▶ [WHAT THE TASK ASKS]
Which lines of the listing below contain the word "white"? Return them.

▶ [DATASET CONTENT]

────────────────────────────────────────

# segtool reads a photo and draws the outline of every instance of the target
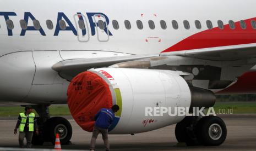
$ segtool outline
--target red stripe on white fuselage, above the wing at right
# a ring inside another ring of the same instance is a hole
[[[224,30],[221,30],[219,27],[215,27],[211,30],[193,34],[172,47],[162,51],[162,53],[256,43],[256,30],[252,28],[252,20],[256,20],[256,18],[244,20],[247,26],[245,30],[241,28],[240,22],[238,21],[235,22],[236,28],[234,30],[232,30],[229,25],[225,25]]]

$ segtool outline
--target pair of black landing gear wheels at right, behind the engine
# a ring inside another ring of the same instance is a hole
[[[186,117],[177,123],[175,136],[187,146],[219,146],[226,139],[227,129],[219,117]]]

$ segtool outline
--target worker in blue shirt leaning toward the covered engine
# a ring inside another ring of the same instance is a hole
[[[111,109],[102,108],[97,114],[95,115],[95,124],[94,130],[92,131],[91,137],[91,145],[90,150],[95,150],[95,143],[97,136],[99,133],[102,134],[102,139],[104,141],[106,151],[110,150],[110,143],[108,142],[108,128],[113,122],[115,118],[115,113],[119,110],[118,105],[113,105]]]

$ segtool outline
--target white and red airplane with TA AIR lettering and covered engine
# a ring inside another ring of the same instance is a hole
[[[213,107],[215,95],[255,94],[253,0],[16,1],[0,5],[0,102],[39,114],[33,144],[72,137],[50,104],[68,103],[91,131],[102,107],[118,104],[110,133],[176,124],[178,142],[219,146],[219,117],[146,117],[145,107]]]

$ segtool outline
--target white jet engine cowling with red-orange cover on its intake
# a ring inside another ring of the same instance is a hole
[[[118,104],[120,110],[110,133],[139,133],[176,124],[184,116],[145,115],[145,107],[190,107],[192,93],[186,81],[173,71],[129,68],[97,68],[80,73],[68,88],[70,112],[86,131],[92,131],[94,115]]]

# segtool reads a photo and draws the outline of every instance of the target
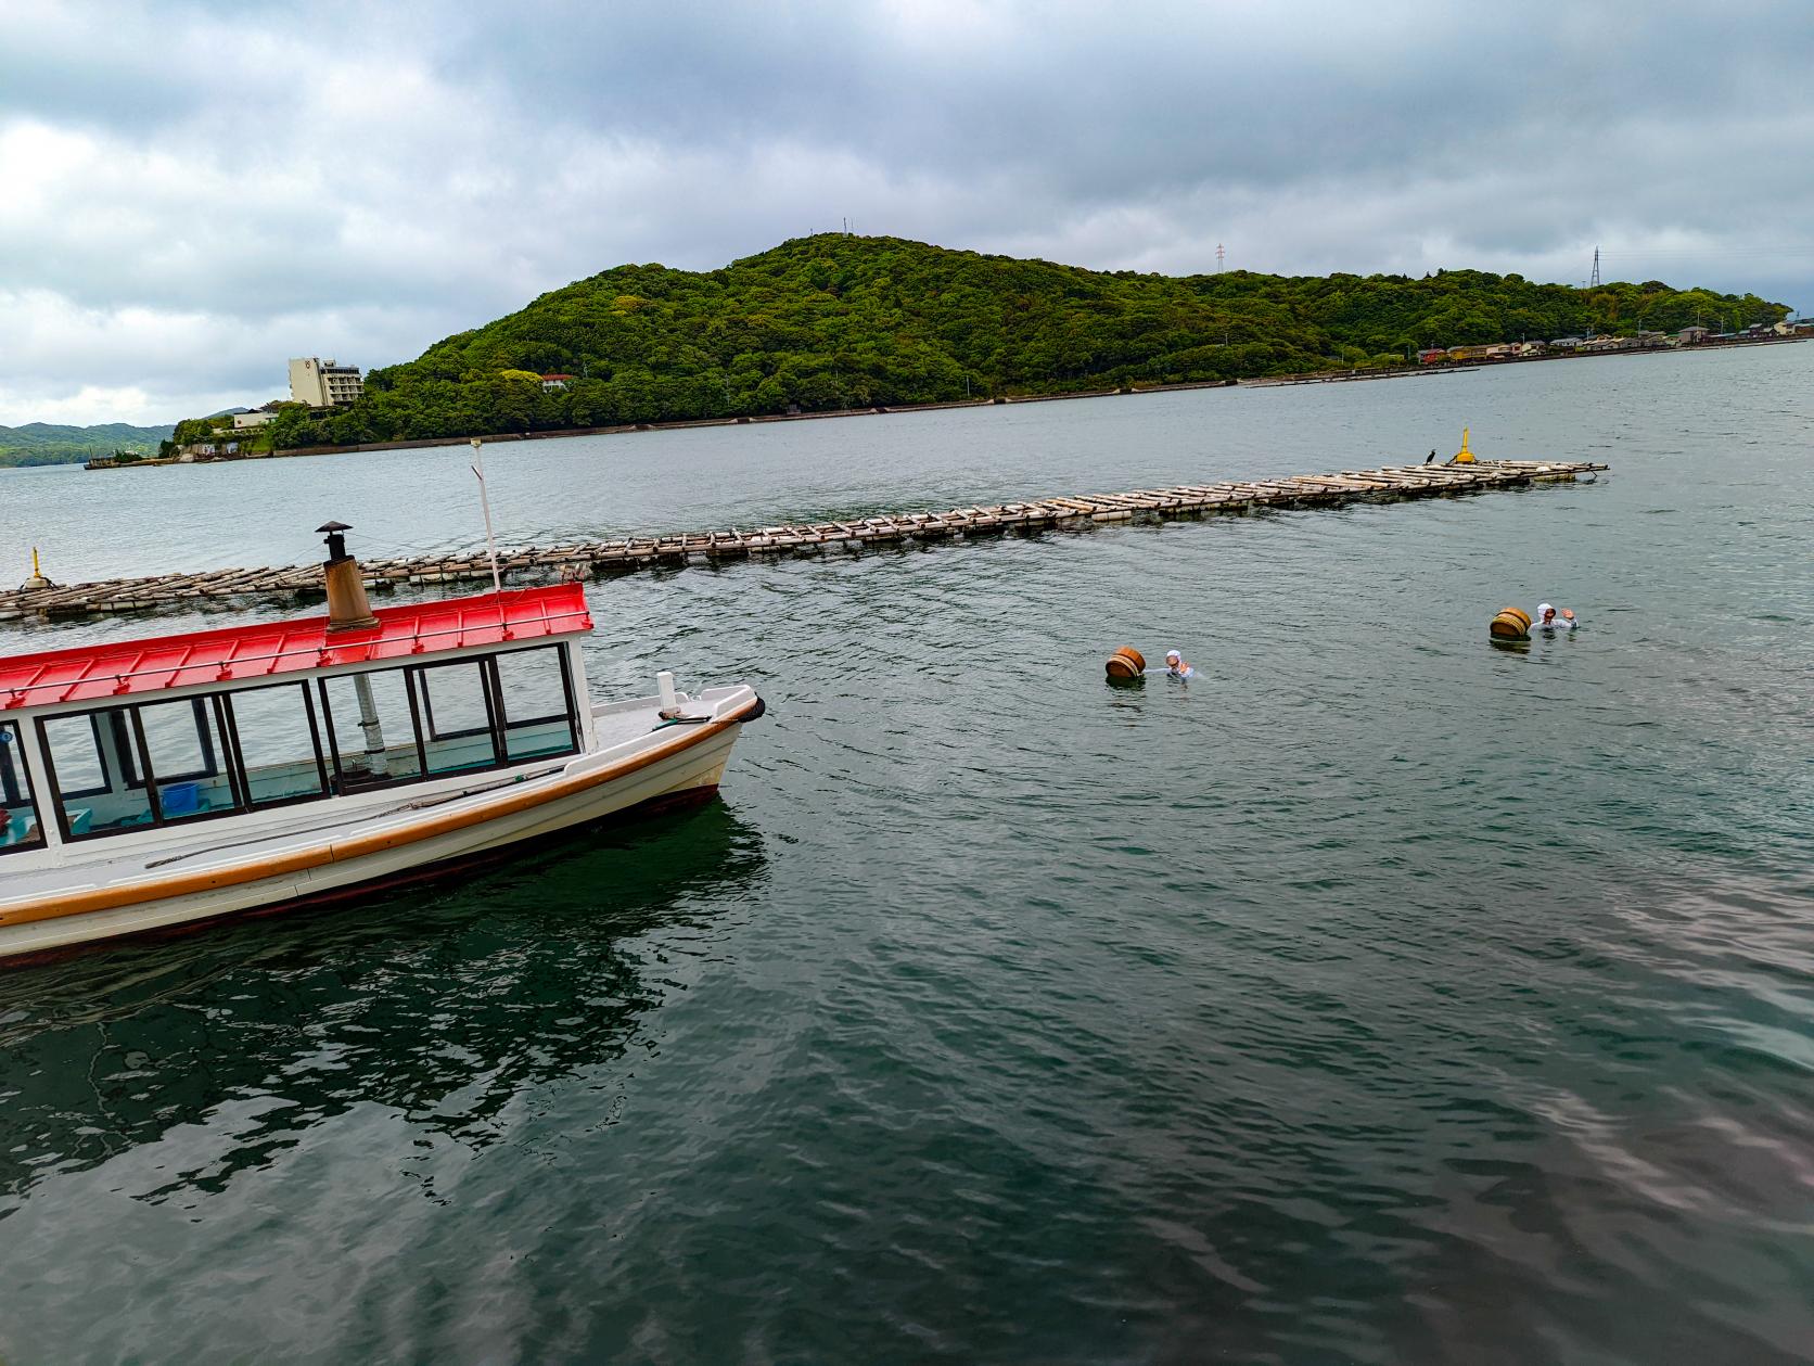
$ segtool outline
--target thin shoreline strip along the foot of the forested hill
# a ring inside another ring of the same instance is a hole
[[[1694,346],[1629,346],[1625,350],[1598,352],[1555,352],[1549,356],[1507,356],[1498,359],[1455,361],[1453,365],[1408,365],[1382,370],[1308,370],[1288,376],[1261,376],[1255,379],[1186,379],[1174,385],[1123,385],[1117,388],[1078,390],[1076,394],[1016,394],[994,399],[947,399],[941,403],[896,403],[874,405],[869,408],[829,408],[825,412],[785,412],[760,414],[749,417],[684,417],[662,423],[613,423],[610,426],[562,426],[548,432],[475,432],[452,437],[414,437],[408,441],[361,441],[348,446],[294,446],[290,450],[258,452],[254,455],[229,455],[210,459],[151,457],[116,464],[112,461],[89,461],[83,470],[143,470],[169,464],[243,464],[247,461],[278,461],[303,455],[357,455],[379,450],[430,450],[434,446],[464,446],[475,435],[486,443],[501,441],[551,441],[559,437],[602,437],[629,435],[635,432],[686,432],[706,426],[756,426],[766,423],[820,423],[838,417],[873,417],[876,414],[918,414],[949,412],[956,408],[1007,408],[1023,403],[1067,403],[1072,399],[1112,399],[1139,394],[1179,394],[1201,388],[1279,388],[1284,385],[1351,385],[1370,379],[1411,379],[1417,376],[1453,376],[1473,374],[1500,365],[1535,365],[1544,361],[1585,361],[1613,356],[1658,356],[1658,354],[1702,354],[1725,352],[1741,346],[1780,346],[1794,341],[1814,341],[1814,337],[1760,337],[1756,341],[1714,341]],[[74,461],[71,461],[74,464]]]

────────────────────────────────────────

▶ [RESULT OF THIS TASK]
--target red stripe on white fuselage, above the wing at right
--target white and red airplane with TA AIR lettering and covered engine
--target white jet engine cowling with red-orange cover on its intake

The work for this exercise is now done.